▶ _Data rows_:
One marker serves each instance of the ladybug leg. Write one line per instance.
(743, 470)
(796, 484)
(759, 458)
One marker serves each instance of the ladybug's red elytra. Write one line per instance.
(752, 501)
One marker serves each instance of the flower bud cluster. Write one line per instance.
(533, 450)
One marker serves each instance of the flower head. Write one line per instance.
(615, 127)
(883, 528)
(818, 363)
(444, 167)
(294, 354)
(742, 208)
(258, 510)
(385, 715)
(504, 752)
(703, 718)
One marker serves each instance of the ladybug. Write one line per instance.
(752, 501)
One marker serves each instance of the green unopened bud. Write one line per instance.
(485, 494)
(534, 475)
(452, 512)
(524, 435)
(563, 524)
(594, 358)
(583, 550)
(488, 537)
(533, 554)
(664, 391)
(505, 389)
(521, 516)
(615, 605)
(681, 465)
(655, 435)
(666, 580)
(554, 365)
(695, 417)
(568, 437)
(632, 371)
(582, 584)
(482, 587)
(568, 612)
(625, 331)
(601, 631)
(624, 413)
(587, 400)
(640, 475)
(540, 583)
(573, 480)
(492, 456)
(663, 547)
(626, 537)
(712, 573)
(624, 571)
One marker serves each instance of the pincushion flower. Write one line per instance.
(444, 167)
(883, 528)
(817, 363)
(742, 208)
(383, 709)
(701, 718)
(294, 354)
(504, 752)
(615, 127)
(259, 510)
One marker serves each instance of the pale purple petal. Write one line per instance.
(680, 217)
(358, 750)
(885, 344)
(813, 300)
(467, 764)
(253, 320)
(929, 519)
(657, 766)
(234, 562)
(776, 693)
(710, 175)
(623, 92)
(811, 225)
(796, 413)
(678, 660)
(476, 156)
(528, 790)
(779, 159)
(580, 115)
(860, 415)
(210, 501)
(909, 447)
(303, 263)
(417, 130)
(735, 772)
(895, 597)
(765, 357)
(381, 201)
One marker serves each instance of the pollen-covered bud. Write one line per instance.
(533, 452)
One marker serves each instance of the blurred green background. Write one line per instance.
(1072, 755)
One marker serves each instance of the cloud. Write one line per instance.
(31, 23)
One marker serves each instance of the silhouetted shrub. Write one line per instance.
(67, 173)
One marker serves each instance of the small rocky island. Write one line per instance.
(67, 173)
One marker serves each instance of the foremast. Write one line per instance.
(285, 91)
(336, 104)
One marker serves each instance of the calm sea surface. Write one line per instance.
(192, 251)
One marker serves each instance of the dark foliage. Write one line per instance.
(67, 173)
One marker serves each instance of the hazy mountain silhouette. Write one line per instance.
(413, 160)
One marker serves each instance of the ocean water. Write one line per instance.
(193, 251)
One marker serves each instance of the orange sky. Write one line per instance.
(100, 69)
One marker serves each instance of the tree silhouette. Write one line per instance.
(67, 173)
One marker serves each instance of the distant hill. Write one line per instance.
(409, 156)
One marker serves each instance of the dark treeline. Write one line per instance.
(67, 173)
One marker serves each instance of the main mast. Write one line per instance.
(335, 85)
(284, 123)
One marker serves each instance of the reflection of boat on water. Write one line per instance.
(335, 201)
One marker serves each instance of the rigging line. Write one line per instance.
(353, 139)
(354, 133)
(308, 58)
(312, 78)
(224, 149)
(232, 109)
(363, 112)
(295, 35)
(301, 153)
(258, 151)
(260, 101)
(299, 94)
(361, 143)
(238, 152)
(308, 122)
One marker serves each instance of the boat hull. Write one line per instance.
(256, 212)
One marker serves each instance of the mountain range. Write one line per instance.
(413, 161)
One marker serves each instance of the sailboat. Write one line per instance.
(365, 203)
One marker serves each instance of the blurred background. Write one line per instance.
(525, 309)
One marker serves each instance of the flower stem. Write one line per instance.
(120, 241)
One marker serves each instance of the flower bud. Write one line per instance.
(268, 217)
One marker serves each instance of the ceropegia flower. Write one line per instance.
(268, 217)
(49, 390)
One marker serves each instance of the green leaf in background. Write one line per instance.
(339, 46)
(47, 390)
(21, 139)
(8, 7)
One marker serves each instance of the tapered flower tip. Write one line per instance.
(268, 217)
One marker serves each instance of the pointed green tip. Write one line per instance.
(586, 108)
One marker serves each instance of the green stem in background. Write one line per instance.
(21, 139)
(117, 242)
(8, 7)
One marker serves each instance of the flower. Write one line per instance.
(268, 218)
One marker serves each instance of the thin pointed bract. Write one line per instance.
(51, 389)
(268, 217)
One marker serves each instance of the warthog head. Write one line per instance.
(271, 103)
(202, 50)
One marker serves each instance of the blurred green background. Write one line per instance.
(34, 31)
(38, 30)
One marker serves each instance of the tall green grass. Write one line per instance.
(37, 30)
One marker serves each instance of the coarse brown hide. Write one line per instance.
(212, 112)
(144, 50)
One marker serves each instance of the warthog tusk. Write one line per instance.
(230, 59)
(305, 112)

▶ _Exercise description_:
Copy out every row above word for word, changing nothing.

▶ _Written answer_:
One marker serves each instance of the ladybug leg. Write one line per instance.
(743, 470)
(796, 484)
(759, 458)
One marker serves each instance of the ladybug's red elytra. Write one line per instance.
(752, 501)
One marker serves each instance of the flower bud cluster. Write one line per instance.
(533, 450)
One marker serves each instance of the flower head. Write one line per instance.
(615, 127)
(883, 528)
(818, 363)
(444, 167)
(294, 354)
(742, 208)
(258, 510)
(385, 715)
(504, 752)
(703, 718)
One marker serves each instance of the ladybug. Write one line per instance.
(752, 501)
One marker serves each instance of the green unopened bud. Write one line per instance.
(485, 494)
(534, 475)
(452, 512)
(524, 435)
(563, 524)
(594, 358)
(583, 550)
(488, 537)
(533, 554)
(664, 391)
(505, 389)
(521, 516)
(615, 605)
(681, 465)
(655, 435)
(666, 580)
(554, 365)
(695, 417)
(568, 437)
(632, 371)
(582, 584)
(482, 587)
(568, 612)
(625, 331)
(601, 631)
(624, 413)
(587, 400)
(640, 475)
(540, 583)
(573, 480)
(492, 456)
(663, 547)
(626, 537)
(712, 573)
(624, 571)
One marker serves each instance of the pincushion flower. Write one line per instance.
(444, 167)
(883, 528)
(817, 363)
(742, 208)
(383, 709)
(701, 718)
(294, 354)
(504, 752)
(615, 127)
(259, 510)
One marker serves each instance of the pale purple petal. Write one line per instance.
(680, 217)
(358, 750)
(885, 344)
(813, 300)
(467, 764)
(253, 320)
(929, 519)
(657, 766)
(234, 562)
(776, 693)
(710, 175)
(623, 92)
(811, 225)
(796, 413)
(678, 660)
(476, 156)
(528, 790)
(779, 159)
(580, 115)
(860, 415)
(210, 501)
(909, 447)
(303, 263)
(417, 130)
(735, 772)
(895, 597)
(765, 357)
(381, 201)
One marker serves each instance of the pollen-covered bud. Write one line per instance.
(533, 452)
One marker serves each instance of the blurred green background. Write one line per instance.
(1072, 755)
One marker serves each instance of the cloud. Write one line per instance.
(31, 23)
One marker serves each instance of the silhouetted shrub. Write one line per instance.
(67, 173)
One marker serves each instance of the small rocky island. Write one line per instance.
(67, 173)
One marker serves each instance of the foremast. Write one line per instance.
(285, 91)
(336, 104)
One marker serves each instance of the calm sea surface. Write one line per instance.
(192, 251)
One marker serves each instance of the dark foliage. Write one line per instance.
(67, 173)
One marker serves each instance of the hazy mountain silhouette. Write one line per instance.
(413, 160)
One marker serves each instance of the ocean water. Write one line per instance.
(193, 251)
One marker serves each instance of the orange sky. Write one line per instance.
(100, 69)
One marker serves each instance of the tree silhouette. Write one line per instance.
(67, 173)
One marker serves each instance of the distant hill. Write one line per instance.
(409, 156)
One marker serves each instance of the dark treeline. Write one line per instance.
(67, 173)
One marker serves each instance of the main mast. Write one line per instance.
(335, 85)
(284, 123)
One marker serves each instance of the reflection of boat on water. Write one line per instance.
(335, 201)
One marker serves each instance of the rigging line. Write one line per instance.
(353, 139)
(354, 133)
(308, 58)
(312, 78)
(224, 149)
(232, 109)
(363, 112)
(295, 35)
(301, 153)
(258, 151)
(260, 101)
(299, 94)
(361, 143)
(238, 152)
(308, 122)
One marker serves each instance of the boat hull. Write one line per instance.
(256, 212)
One marker serves each instance of the mountain range. Write one line per instance.
(413, 161)
One marker serves each instance of the sailboat. Write one line per instance.
(365, 203)
One marker serves each instance of the blurred background. Write one line per instance.
(525, 309)
One marker serves each instance of the flower stem. Write one line per instance.
(120, 241)
One marker serves each instance of the flower bud. Write one line per instance.
(268, 217)
One marker serves each instance of the ceropegia flower. Write one line per instance.
(268, 217)
(49, 390)
One marker serves each instance of the green leaf in background. Write one line per instance.
(339, 46)
(47, 390)
(21, 139)
(8, 7)
One marker serves each instance of the tapered flower tip. Write one line per instance.
(268, 217)
One marker serves each instance of the pointed green tip. Write one line per instance.
(586, 108)
One marker serves each instance of the green stem in background. Write one line per instance.
(21, 139)
(117, 242)
(8, 7)
One marker serves each instance of the flower. Write one line per instance.
(268, 218)
One marker serves each instance of the thin pointed bract. Write one line per instance.
(51, 389)
(268, 217)
One marker serves each instance of the warthog head. Write one line per instance.
(271, 103)
(202, 50)
One marker serves each instance of the blurred green background. Write one line per instance.
(34, 31)
(38, 30)
One marker serves each instance of the tall green grass. Write one line per instance.
(37, 30)
One marker serves each instance of the coarse brown hide. Write one line per instance.
(212, 112)
(144, 50)
One marker serves each instance of the warthog tusk. Write one line per instance.
(230, 59)
(305, 112)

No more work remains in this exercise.